# [ARTICLE]
■ ■ ■

Reading Like a Writer

I'm participating in the International Authors’ Day blog hop this week. Since the blog hop is for both readers and writers, it was suggested that we talk about reading, such as why we love reading, our favourite authors or how we got into reading.

In that vein, I have decided to talk about reading like a writer.

As a writer, it is critical to approach books for more than just enjoyment, although of course enjoyment is important too! Books represent possibly the greatest classroom for writers, and one that is inexpensive to explore at one’s own pace, focusing specifically on the techniques that one requires the most help with.

 Photo by:   beggs  / flikr /  Creative Commons License

Photo by:  beggs / flikr / Creative Commons License

Non-writers can do this too to increase their awareness of literary techniques and the habits of good writers (although readers probably don’t need to do it to the same extent). I think that when the other members of my bookclubs comment that I bring a unique perspective to the club due to my technical understanding of the books that they are giving me a compliment… they haven’t kicked me out yet at least.

When I first started writing, I took a class at the local college and one of the texts for the class was Reading Like a Writer by Francine Prose. I was so very excited to get this book as the concept of learning my craft from other writers by simply reading had never occurred to me. Unfortunately Reading Like a Writer failed utterly in its execution, focusing entirely on impenetrable analysis of mostly inaccessible literary texts that taught me nothing of the practical approaches I needed to read like a writer. I read each chapter twice hoping to understand what I was missing, but still came up empty handed (and feeling like I would never be a writer).

However, the concept of reading like a writer is still sound. Every word, sentence, paragraph and chapter in a book represents a choice, or series of choices made by the author. By analyzing the choices of one’s favourite writers, or writers whose technique one admires, even if the book is not to one’s liking, a writer can learn a tremendous amount. Lacking a clear guide, I had to teach myself how read like a writer. So here is my abbreviated (and simple) guide to reading like a writer. Many of these things I have posted about in more detail in the past so I have included links to those posts.

When I read, I now automatically check:

  1. Tense and Point of View (POV). Is it written in past or present tense? How does this affect the pacing and feeling of movement associated with the words? Is it written from first person, second person (rare), third person limited, or omniscient point of view? Does this change from chapter to chapter or scene to scene i.e. is one character written in first person, while another is written in third person?
  2. Number of POVs. How many points of view is the novel written from? A single point of view, two or three points of view, or multiple points of view?

■ ■ ■

# [PROVIDED RECORDS]
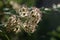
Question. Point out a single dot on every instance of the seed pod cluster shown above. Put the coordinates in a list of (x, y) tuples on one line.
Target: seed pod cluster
[(30, 16)]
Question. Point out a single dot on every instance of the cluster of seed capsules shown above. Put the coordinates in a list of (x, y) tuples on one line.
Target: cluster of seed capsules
[(27, 18)]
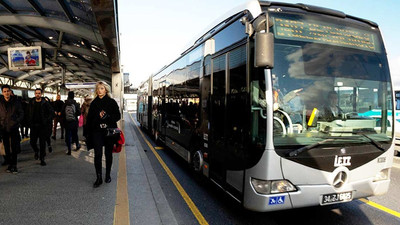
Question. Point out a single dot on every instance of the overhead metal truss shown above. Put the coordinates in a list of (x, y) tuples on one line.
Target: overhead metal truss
[(86, 49)]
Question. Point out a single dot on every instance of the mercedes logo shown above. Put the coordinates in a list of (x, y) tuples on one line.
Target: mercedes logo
[(339, 179)]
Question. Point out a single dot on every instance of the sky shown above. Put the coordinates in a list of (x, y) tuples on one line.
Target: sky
[(154, 33)]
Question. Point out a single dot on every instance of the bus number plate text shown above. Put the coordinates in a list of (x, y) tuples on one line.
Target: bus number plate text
[(337, 197)]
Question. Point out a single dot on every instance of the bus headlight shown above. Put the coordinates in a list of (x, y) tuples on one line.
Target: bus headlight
[(272, 187), (382, 175)]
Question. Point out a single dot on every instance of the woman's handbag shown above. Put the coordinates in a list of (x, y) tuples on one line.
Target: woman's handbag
[(113, 132), (118, 146)]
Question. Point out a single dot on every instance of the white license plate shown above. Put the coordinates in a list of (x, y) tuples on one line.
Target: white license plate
[(337, 197)]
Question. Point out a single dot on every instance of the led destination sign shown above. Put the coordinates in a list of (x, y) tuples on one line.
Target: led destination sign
[(325, 33)]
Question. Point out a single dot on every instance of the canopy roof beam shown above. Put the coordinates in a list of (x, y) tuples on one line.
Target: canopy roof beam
[(54, 24), (6, 6), (36, 7)]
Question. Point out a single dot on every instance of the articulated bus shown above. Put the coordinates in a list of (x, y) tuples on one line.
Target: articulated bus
[(271, 104)]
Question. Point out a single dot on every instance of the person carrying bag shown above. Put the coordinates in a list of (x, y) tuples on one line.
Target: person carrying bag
[(103, 116)]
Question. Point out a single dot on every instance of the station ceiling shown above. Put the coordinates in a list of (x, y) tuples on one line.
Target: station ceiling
[(79, 36)]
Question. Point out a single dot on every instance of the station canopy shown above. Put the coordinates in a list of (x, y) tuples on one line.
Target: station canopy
[(78, 38)]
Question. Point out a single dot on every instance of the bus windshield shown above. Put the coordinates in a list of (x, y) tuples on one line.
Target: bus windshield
[(326, 88)]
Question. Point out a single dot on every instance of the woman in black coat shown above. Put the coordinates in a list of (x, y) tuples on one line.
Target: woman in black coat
[(103, 113)]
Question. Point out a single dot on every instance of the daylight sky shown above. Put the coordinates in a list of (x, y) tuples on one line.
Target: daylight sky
[(154, 33)]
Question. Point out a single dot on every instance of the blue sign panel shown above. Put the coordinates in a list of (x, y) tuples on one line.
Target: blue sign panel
[(276, 200)]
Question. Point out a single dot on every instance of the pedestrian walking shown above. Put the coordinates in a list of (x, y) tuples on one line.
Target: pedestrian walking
[(70, 112), (25, 123), (49, 126), (103, 113), (58, 119), (85, 111), (40, 115), (11, 115)]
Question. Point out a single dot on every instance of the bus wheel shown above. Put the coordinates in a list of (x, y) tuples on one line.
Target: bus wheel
[(197, 161)]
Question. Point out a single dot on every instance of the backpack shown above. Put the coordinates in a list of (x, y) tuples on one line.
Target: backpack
[(70, 113)]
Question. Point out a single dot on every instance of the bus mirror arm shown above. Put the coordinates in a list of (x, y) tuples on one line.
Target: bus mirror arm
[(263, 44), (259, 109)]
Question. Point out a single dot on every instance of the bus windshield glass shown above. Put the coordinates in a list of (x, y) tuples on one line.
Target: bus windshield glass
[(330, 80)]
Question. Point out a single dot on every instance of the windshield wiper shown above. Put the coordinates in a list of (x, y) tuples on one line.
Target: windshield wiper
[(371, 140), (308, 147)]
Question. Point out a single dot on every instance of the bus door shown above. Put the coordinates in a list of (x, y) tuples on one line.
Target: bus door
[(217, 150), (237, 120)]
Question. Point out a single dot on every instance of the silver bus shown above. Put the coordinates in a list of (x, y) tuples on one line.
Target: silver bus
[(277, 104)]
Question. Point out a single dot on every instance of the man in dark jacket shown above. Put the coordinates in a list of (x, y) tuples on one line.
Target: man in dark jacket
[(40, 115), (70, 112), (58, 105), (11, 115)]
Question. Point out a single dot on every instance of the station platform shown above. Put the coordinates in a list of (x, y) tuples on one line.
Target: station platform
[(62, 191)]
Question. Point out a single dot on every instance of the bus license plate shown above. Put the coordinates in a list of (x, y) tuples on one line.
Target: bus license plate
[(337, 197)]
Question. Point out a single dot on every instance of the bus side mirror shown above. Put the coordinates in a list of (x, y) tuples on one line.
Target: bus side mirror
[(264, 50)]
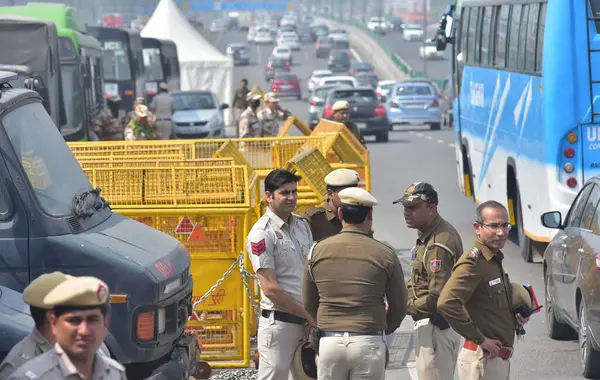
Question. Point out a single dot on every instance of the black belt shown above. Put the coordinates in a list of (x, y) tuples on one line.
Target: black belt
[(341, 333), (283, 317)]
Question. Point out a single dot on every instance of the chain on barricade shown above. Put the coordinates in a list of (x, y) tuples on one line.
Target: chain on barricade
[(219, 282)]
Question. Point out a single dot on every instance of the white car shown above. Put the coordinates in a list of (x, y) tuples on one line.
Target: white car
[(282, 52), (289, 39), (383, 89), (217, 26), (263, 36), (413, 32), (338, 79), (377, 25), (429, 51), (316, 76)]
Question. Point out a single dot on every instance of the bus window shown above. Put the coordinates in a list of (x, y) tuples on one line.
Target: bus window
[(71, 86), (116, 61), (153, 65)]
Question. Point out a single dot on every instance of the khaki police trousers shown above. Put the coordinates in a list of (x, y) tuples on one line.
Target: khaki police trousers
[(165, 128), (277, 343), (436, 351), (351, 357), (473, 365)]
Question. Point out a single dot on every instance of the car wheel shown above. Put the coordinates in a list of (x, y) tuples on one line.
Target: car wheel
[(590, 357), (557, 330)]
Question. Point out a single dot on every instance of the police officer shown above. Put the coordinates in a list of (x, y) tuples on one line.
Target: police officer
[(436, 250), (41, 338), (239, 102), (324, 221), (341, 114), (163, 107), (278, 245), (476, 300), (79, 323), (346, 279), (249, 124), (271, 115)]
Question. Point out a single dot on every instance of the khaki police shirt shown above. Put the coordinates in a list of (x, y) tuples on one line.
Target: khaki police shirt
[(162, 106), (346, 279), (249, 124), (282, 246), (239, 98), (56, 365), (28, 348), (269, 121), (437, 249), (476, 299)]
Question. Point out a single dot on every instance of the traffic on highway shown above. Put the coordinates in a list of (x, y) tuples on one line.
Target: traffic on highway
[(306, 209)]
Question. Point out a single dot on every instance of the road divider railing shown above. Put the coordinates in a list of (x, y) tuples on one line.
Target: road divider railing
[(208, 194)]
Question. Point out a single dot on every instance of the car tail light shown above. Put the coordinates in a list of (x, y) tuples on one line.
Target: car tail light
[(380, 110), (569, 152), (145, 326)]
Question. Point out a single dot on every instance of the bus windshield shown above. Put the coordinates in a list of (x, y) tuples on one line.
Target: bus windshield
[(115, 60), (152, 61), (72, 96), (51, 168)]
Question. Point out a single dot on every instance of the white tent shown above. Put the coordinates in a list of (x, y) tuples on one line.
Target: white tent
[(201, 65)]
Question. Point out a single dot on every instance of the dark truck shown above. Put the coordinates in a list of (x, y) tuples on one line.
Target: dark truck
[(52, 219)]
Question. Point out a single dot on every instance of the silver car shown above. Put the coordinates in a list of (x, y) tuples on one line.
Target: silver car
[(198, 114)]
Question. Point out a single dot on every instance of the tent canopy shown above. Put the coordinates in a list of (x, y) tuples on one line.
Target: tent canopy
[(202, 66)]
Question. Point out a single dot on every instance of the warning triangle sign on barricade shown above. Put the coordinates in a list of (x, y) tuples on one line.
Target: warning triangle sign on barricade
[(197, 234), (185, 226)]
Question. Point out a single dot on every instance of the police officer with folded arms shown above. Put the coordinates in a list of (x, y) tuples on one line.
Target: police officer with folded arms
[(278, 245), (436, 250), (346, 279), (476, 301), (324, 221), (41, 339), (79, 321)]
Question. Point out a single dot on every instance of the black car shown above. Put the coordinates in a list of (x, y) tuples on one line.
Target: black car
[(276, 65), (366, 110), (339, 61), (324, 46)]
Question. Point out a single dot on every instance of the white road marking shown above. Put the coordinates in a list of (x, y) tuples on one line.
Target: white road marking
[(355, 55)]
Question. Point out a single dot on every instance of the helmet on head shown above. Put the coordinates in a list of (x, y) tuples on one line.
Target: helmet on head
[(304, 366)]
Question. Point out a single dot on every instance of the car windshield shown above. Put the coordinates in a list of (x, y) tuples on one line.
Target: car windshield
[(193, 101), (352, 94), (413, 90), (52, 170)]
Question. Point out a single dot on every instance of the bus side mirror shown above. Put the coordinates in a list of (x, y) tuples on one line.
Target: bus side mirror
[(36, 84)]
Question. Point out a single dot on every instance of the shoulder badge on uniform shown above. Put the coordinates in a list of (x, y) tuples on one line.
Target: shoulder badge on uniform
[(435, 265), (475, 252), (259, 247)]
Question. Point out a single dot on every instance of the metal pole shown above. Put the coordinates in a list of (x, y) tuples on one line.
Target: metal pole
[(424, 35)]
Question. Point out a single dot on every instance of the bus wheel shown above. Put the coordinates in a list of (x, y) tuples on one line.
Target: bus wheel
[(525, 243)]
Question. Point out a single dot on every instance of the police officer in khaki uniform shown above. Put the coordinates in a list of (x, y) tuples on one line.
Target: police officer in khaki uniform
[(278, 245), (41, 338), (346, 279), (341, 114), (324, 221), (476, 301), (271, 115), (249, 125), (163, 108), (79, 323), (437, 248)]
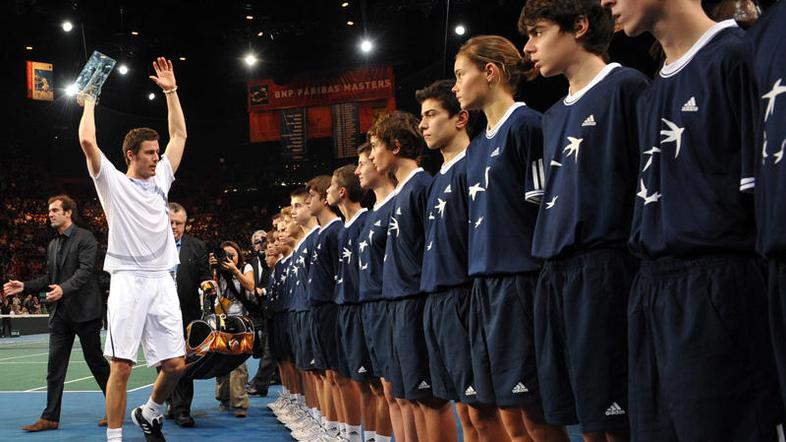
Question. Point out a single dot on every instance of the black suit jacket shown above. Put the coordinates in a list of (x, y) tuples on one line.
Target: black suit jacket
[(76, 274), (192, 270)]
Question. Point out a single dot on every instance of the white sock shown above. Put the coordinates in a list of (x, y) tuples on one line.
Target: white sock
[(354, 433), (151, 409), (114, 434)]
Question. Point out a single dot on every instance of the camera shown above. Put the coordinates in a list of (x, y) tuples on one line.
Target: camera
[(220, 254)]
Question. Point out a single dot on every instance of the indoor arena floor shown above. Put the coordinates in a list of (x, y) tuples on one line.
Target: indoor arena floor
[(23, 397)]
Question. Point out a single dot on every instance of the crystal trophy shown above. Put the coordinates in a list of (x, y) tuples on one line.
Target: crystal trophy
[(93, 75)]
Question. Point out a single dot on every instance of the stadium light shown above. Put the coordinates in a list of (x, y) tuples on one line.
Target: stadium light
[(366, 46)]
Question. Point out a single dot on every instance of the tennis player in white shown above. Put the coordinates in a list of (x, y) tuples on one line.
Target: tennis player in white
[(143, 306)]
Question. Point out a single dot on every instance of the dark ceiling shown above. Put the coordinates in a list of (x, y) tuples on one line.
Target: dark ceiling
[(213, 36)]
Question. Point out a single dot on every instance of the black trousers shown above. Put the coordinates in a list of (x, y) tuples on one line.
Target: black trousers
[(267, 367), (61, 341)]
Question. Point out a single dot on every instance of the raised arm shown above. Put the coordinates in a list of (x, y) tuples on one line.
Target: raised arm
[(87, 136), (165, 79)]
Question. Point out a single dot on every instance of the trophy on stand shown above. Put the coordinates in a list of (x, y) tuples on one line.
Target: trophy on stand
[(93, 76)]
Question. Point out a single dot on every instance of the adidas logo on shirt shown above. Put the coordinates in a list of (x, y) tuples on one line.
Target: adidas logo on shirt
[(520, 388), (614, 410), (590, 121), (690, 105)]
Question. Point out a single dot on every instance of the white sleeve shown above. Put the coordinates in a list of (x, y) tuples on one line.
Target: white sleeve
[(164, 174)]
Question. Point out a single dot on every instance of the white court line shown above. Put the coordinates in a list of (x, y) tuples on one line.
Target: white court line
[(74, 380), (23, 356)]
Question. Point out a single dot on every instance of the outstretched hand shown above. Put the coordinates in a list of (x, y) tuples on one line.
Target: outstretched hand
[(165, 75)]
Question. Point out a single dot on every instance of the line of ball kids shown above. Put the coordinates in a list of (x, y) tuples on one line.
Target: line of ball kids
[(617, 263)]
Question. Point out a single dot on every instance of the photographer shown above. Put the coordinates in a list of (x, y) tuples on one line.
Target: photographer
[(237, 290)]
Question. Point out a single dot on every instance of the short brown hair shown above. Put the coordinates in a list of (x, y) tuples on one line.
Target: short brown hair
[(66, 201), (134, 139), (319, 184), (402, 127), (346, 178), (565, 13), (500, 52)]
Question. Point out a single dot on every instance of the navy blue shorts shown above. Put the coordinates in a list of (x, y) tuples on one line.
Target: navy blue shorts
[(279, 337), (581, 339), (354, 360), (408, 364), (323, 337), (377, 331), (502, 340), (700, 357), (304, 357), (777, 291), (445, 325)]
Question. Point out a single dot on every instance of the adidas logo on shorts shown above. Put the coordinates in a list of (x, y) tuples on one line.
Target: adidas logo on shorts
[(590, 121), (520, 388), (614, 410), (690, 105)]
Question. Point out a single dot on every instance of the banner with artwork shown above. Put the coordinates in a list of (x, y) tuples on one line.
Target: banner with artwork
[(40, 81)]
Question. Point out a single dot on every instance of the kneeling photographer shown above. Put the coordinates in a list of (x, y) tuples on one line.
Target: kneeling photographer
[(237, 288)]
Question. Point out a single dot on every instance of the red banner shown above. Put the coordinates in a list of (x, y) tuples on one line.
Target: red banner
[(363, 84)]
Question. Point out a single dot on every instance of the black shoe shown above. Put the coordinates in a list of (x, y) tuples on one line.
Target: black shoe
[(152, 429), (185, 421)]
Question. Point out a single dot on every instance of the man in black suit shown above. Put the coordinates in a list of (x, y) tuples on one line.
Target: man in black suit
[(267, 366), (192, 270), (74, 306)]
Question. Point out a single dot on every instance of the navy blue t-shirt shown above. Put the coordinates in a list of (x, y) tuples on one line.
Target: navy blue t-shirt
[(769, 70), (324, 264), (347, 274), (591, 156), (445, 255), (694, 121), (371, 249), (406, 233), (505, 174), (277, 286), (299, 269)]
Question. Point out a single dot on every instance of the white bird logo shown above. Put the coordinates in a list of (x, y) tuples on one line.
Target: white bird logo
[(647, 198), (393, 226), (673, 133), (473, 190), (776, 90), (441, 206), (651, 153), (573, 147), (779, 154)]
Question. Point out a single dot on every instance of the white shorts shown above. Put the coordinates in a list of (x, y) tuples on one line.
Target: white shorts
[(144, 308)]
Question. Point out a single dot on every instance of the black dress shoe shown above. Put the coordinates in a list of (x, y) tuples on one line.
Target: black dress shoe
[(185, 421)]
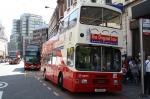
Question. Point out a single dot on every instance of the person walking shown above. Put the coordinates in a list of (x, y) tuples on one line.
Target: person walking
[(135, 72), (147, 76)]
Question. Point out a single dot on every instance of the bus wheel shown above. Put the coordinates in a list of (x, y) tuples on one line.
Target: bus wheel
[(60, 81)]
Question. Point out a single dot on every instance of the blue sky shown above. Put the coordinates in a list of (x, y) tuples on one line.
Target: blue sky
[(12, 9)]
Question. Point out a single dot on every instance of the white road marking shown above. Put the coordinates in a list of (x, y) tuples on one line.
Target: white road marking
[(55, 93), (1, 93)]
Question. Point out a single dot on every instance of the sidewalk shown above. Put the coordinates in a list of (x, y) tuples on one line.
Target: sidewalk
[(133, 91)]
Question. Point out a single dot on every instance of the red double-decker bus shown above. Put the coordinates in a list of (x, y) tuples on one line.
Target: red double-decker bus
[(85, 54), (32, 57)]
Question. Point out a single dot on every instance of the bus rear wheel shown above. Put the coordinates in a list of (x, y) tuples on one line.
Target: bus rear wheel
[(60, 81)]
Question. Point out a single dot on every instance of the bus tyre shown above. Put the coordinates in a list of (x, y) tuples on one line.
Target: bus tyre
[(60, 81)]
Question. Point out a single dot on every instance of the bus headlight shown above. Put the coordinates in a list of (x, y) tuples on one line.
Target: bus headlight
[(84, 81), (115, 82)]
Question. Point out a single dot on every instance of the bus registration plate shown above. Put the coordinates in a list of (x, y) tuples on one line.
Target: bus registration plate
[(100, 90)]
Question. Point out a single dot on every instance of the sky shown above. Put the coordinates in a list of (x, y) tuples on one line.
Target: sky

■ ■ ■

# [TASK LIST]
1. In the records, repeat the stretch from the line containing "police trousers shown" through the line containing "[(165, 128), (277, 343), (436, 351), (351, 357), (473, 365)]".
2. Please continue the blog post on reading like a writer from the point where it stops.

# [ANSWERS TO THE PROBLEMS]
1.
Question. Point out a single dot on every instance of the khaki police trousers shown above. Put the coordinates in a list of (x, y) tuples on one line.
Target: khaki police trousers
[(165, 128), (277, 343), (436, 351), (351, 357), (473, 365)]

2.
  3. POV Shifts. If the novel is written from more than one point of view, how does the writer shift from one point of view to the other? Does the point of view shift from chapter to chapter? Scene to scene? Does the narration slide from one person’s point of view to the other within scenes without being omniscient i.e. are we only in one person’s head at a time for a period of time? Or is the narration omniscient allowing the reader to see inside the heads of all characters at all times and providing information that none of the characters know? How does the writer demarcate shifts in POV?
  4. Passage in Time. How does the writer mark or handle passage in time? Does the story occur in a short period of time? Or does it summary narration of the passage of days, months or years that are not as relevant to the story, or do not need to be presented in scene form?
  5. Flashbacks. Does the writer use flashbacks? Are they presented as complete scenes? Or just fragments of memory in a character’s mind? How does this affect the flow of the story? Is it jarring, or does it flow naturally?
  6. Word Choices. Does the writer use lots of adjectives or adverbs, or a moderate number of them, or have they pared their writing down to a cleaner style. What impact does that have on the imagery? While adjective and adverb overuse is generally discouraged, stripping them entirely can result in very spare and dead prose. Count the number your favourite writers use per page and compare them to your adjective and adverb use.
  7. Tags. How does the writer tag their dialogue? Do they use dialogue tags such as said, or asked, and if so which ones? Do they use mostly said, or do they utilize a variety of tags? Do they use mostly action tags instead, or no tags at all?
  8. Details. Is the writing concrete and detailed, or more general and lacking specific details? In Can Lit we are taught to always include as many specific and unique details as possible. This is a technique that makes the writing come alive for the reader. It can also be overdone, bogging the reader down in unnecessary information. How has the writer handled this choice?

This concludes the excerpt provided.